#### DIRECTIONS FOR THIS TASK:
Output exactly, please, the lines of the records below from the one containing "Can you see the recessed" through the final line.

#### DATA IN THIS EXERCISE:

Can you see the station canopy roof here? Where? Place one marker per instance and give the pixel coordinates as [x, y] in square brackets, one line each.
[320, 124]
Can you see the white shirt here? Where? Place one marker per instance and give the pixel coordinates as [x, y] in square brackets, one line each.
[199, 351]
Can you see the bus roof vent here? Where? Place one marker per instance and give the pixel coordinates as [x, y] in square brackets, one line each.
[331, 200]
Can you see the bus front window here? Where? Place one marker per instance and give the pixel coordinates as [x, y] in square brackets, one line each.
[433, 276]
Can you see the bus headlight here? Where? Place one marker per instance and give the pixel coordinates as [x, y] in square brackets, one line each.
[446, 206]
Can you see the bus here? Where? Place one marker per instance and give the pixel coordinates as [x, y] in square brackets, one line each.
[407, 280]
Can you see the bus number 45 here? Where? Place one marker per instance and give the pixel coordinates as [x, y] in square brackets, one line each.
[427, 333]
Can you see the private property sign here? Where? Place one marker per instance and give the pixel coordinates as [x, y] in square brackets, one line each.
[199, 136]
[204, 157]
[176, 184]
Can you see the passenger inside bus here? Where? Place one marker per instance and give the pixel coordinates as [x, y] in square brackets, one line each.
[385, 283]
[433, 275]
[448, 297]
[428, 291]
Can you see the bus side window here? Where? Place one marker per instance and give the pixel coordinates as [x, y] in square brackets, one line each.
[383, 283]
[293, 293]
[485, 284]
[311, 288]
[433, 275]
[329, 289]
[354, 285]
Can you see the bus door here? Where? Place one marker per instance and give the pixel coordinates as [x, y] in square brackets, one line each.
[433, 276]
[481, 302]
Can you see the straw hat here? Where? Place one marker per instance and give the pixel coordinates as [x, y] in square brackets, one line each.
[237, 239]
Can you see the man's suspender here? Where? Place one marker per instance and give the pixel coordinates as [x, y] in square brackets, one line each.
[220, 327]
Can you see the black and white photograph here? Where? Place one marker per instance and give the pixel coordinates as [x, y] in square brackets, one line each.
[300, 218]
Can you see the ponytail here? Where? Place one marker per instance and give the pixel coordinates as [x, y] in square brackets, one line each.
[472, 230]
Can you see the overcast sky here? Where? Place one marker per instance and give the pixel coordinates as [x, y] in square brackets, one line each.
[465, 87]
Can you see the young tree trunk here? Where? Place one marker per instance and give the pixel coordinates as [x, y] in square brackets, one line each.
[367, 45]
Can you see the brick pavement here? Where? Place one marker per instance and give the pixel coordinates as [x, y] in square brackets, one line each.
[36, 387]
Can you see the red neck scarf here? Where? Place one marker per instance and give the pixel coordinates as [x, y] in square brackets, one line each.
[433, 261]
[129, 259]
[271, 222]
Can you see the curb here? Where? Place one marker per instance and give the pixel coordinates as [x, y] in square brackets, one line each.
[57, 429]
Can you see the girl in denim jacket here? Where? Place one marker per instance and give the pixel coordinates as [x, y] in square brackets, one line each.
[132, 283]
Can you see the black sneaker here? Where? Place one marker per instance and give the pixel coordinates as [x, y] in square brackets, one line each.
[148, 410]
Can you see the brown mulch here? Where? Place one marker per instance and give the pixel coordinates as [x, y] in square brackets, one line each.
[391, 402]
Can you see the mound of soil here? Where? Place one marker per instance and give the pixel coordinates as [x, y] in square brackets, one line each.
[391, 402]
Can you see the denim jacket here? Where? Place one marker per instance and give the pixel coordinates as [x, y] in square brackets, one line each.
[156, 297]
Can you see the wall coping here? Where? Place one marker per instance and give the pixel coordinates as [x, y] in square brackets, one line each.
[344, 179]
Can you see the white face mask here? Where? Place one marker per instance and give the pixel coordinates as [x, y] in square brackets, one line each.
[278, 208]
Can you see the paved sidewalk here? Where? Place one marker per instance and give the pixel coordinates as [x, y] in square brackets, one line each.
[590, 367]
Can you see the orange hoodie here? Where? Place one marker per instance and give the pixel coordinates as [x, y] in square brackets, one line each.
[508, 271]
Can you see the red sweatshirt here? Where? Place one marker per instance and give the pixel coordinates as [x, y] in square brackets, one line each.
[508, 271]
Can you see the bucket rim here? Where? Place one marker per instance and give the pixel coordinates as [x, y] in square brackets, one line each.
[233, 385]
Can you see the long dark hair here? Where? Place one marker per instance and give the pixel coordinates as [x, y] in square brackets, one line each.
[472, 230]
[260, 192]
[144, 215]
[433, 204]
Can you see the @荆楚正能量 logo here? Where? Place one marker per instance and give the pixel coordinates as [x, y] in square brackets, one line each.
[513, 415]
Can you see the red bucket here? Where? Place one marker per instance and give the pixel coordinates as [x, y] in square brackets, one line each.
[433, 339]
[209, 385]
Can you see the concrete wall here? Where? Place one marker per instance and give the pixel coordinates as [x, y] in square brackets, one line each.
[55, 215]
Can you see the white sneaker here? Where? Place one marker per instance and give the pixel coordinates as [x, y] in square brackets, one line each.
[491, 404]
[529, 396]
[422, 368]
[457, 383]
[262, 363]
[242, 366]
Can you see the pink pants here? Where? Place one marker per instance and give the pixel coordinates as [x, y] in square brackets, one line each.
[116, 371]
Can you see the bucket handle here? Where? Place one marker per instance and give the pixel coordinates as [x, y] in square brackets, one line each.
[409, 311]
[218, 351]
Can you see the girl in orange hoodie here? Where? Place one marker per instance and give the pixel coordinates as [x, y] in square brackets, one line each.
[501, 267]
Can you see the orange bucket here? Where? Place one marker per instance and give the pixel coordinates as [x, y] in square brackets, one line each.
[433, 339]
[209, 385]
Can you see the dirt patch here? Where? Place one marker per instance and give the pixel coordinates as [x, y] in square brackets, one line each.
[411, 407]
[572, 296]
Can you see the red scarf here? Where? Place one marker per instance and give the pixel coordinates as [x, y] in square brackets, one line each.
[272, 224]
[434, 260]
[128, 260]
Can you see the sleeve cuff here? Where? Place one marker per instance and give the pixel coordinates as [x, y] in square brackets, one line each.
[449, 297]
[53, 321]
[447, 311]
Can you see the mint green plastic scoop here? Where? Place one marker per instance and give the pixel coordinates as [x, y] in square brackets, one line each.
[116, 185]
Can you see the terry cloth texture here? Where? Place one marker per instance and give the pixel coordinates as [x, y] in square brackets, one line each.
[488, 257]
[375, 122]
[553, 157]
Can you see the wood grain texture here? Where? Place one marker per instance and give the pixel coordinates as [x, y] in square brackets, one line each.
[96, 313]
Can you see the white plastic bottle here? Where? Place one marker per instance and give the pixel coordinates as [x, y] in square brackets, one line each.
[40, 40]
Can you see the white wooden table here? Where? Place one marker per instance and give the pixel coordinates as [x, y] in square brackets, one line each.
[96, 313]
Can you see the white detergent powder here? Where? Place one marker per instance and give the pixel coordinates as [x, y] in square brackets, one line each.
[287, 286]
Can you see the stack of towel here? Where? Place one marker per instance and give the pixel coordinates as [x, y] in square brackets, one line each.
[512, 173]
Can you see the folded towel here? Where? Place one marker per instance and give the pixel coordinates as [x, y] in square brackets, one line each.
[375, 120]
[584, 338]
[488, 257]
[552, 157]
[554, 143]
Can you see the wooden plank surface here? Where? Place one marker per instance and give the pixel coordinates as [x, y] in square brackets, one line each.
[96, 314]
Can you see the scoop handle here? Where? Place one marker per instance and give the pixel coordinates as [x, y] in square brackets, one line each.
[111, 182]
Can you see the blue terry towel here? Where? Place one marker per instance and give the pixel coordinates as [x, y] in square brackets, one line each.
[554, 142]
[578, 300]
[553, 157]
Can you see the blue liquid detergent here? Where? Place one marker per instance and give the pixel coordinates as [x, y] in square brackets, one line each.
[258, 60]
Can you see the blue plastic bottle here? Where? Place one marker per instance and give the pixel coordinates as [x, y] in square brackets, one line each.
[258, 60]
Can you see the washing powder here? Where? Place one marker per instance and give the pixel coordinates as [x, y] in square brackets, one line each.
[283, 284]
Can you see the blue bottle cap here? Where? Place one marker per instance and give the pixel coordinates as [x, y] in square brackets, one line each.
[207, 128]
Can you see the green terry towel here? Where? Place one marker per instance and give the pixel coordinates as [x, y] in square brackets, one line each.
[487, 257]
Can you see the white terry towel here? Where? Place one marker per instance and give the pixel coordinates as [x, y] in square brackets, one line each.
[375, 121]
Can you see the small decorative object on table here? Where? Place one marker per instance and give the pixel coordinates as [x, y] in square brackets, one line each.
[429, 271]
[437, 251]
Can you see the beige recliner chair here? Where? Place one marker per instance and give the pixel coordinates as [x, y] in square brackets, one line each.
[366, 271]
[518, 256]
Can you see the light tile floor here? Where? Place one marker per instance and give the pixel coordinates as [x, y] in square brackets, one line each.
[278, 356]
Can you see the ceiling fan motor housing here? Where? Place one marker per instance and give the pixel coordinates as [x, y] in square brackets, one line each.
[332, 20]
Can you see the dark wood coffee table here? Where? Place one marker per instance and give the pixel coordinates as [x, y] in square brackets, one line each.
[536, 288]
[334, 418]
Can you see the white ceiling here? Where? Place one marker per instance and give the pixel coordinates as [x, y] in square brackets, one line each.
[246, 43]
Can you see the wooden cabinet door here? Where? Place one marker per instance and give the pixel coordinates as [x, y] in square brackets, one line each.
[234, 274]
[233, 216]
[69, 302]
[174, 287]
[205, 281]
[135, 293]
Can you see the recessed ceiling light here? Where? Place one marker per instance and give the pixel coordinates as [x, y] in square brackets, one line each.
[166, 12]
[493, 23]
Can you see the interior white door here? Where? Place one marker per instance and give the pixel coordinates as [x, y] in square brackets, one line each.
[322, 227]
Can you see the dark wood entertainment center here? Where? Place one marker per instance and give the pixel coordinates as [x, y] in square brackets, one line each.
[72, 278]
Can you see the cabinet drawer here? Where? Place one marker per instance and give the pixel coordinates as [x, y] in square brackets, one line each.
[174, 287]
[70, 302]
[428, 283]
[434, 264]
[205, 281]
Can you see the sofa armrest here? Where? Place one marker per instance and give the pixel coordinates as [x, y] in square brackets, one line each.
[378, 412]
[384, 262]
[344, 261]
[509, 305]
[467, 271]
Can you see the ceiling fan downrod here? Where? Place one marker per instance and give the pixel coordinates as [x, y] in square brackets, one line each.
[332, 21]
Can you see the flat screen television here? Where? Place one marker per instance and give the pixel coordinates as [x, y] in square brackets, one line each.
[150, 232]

#### ANSWER SECTION:
Can you see the recessed ceiling light here? Where? Place one marker per instance and give the pixel coordinates as [x, y] in square brackets, one line each.
[166, 12]
[493, 23]
Can you see the interior white door here? Where? Place one marker per instance and give the pixel coordinates as [x, y] in square brackets, one line each.
[322, 227]
Can you see the dark wood entertainment center here? Where? Place one marker per instance and give the pixel coordinates as [x, y] in square brackets, one line each.
[72, 278]
Can you see the cabinet drawer here? Where? Place one marker per instance and give the pixel coordinates as [x, y] in square brackets, one line each.
[174, 287]
[70, 302]
[428, 283]
[434, 264]
[205, 281]
Can you see the sofa armrest here? Where? Place one marker per instance and give the pixel coordinates as [x, y] in square brackets, one line each.
[378, 412]
[384, 262]
[344, 261]
[509, 305]
[467, 271]
Can you see the ceiling fan downrod here? Where? Place one marker per instance and give the pixel coordinates as [x, y] in square brackets, one line each.
[332, 21]
Can you see the flat screen television here? Where? Place one marker per instance and give the pixel coordinates as [x, y] in square brackets, one line each.
[150, 232]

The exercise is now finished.